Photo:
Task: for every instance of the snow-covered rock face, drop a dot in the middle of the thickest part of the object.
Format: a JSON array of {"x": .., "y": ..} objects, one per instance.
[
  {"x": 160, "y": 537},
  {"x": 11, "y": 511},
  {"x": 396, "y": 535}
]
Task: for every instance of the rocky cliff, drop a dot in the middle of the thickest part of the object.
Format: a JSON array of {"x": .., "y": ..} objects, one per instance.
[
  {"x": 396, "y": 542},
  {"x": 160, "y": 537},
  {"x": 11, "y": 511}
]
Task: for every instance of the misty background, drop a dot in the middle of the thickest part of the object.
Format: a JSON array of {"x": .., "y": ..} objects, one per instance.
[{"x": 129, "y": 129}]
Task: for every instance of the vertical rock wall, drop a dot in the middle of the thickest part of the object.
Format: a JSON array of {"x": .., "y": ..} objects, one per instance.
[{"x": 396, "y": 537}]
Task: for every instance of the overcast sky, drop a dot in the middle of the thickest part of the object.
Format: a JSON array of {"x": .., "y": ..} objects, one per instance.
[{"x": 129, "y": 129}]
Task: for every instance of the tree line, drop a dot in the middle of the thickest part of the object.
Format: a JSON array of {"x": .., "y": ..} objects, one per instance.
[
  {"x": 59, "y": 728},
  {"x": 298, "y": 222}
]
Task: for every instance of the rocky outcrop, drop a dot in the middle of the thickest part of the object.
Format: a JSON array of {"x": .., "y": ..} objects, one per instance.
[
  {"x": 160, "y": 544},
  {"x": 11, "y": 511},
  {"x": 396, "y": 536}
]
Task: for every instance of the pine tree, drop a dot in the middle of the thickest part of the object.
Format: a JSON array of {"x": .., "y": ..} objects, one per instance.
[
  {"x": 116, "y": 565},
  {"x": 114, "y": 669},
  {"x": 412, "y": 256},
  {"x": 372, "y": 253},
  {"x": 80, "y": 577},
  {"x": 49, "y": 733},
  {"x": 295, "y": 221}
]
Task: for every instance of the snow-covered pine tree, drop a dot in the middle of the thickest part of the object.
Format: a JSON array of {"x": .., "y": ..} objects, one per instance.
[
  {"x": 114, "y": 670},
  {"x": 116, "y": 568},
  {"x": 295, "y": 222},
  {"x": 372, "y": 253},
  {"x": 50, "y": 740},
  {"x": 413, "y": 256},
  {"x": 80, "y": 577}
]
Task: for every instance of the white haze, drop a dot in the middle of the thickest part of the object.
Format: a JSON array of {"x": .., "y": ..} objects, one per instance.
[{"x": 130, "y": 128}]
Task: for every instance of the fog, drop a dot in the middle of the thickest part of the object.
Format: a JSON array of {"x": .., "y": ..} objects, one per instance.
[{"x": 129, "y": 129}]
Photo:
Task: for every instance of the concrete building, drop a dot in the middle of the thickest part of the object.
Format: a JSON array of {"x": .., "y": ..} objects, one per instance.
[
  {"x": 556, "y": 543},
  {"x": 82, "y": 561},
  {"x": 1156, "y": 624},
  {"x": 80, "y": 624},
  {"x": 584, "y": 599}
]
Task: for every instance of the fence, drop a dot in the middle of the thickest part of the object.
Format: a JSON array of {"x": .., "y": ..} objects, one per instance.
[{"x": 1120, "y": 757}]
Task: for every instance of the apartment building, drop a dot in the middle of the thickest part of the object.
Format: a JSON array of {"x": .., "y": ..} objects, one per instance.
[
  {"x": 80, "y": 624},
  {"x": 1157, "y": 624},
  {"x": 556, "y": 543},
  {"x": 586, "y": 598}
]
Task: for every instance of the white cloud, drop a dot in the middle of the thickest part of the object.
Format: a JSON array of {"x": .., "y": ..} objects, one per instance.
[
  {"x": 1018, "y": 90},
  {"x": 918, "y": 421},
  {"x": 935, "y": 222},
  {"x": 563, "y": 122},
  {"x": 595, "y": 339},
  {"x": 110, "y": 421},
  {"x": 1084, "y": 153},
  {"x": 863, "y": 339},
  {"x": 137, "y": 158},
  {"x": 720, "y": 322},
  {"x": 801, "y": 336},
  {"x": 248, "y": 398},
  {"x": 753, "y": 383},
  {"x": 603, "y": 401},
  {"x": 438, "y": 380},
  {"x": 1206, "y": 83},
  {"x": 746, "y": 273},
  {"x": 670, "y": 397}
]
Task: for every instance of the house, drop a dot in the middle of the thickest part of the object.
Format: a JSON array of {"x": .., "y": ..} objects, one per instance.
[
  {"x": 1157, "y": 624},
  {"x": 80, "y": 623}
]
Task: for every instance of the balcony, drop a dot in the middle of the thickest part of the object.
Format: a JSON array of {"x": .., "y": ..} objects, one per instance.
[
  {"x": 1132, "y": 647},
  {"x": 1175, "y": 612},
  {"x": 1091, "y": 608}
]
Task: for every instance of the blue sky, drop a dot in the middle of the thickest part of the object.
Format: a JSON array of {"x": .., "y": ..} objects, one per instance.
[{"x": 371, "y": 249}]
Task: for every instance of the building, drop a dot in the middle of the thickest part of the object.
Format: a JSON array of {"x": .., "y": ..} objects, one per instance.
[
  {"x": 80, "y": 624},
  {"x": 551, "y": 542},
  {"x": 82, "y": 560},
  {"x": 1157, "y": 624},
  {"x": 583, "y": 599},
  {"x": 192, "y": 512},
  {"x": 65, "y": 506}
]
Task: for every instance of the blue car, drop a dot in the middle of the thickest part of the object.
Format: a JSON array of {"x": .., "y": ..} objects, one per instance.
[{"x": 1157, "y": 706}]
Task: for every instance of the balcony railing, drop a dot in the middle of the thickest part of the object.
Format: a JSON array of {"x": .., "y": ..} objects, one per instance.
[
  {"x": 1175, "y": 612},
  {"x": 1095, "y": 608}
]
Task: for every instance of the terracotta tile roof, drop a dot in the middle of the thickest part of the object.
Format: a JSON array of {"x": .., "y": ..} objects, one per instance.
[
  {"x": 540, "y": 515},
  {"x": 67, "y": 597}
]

| Required task |
Look above for the line that holds "Task: for every instance of the balcony, drop", then copy it and each line after it exactly, through the last line of the data.

| Task solution |
Task: for every instance of the balcony, drop a dot in the middle of the thickest part of the object.
Format: a JSON array of {"x": .., "y": ..} objects, one per instance.
[
  {"x": 1132, "y": 647},
  {"x": 1175, "y": 612},
  {"x": 1091, "y": 608}
]
Task: for every instance of the blue sky, drop a dot in the middle of the thickest part of the object.
Format: a JSON array of {"x": .., "y": ..} objects, one per instance.
[{"x": 371, "y": 249}]
Task: for every instance of the building, drop a dot in the middle of the thickest part of the object.
Format: a JSON array of {"x": .., "y": ..} objects, one per instance.
[
  {"x": 80, "y": 624},
  {"x": 551, "y": 542},
  {"x": 82, "y": 560},
  {"x": 1157, "y": 624},
  {"x": 583, "y": 599},
  {"x": 192, "y": 512},
  {"x": 65, "y": 506}
]
Task: for every instance of the blue car, drop a dot in the middle of the thickest part of the object.
Format: a JSON array of {"x": .., "y": ..} objects, one per instance.
[{"x": 1157, "y": 706}]
Task: for every instance of the balcony railing, drop a dot in the middle of the thickest part of the object.
Format: a JSON array of {"x": .., "y": ..} objects, one per instance.
[
  {"x": 1175, "y": 612},
  {"x": 1095, "y": 608}
]
Task: for every instance of the terracotta tile roof, drop a dot in the middle of the thickest part of the object.
Format: a JSON array of {"x": .., "y": ..} objects, one per instance.
[
  {"x": 540, "y": 515},
  {"x": 67, "y": 597}
]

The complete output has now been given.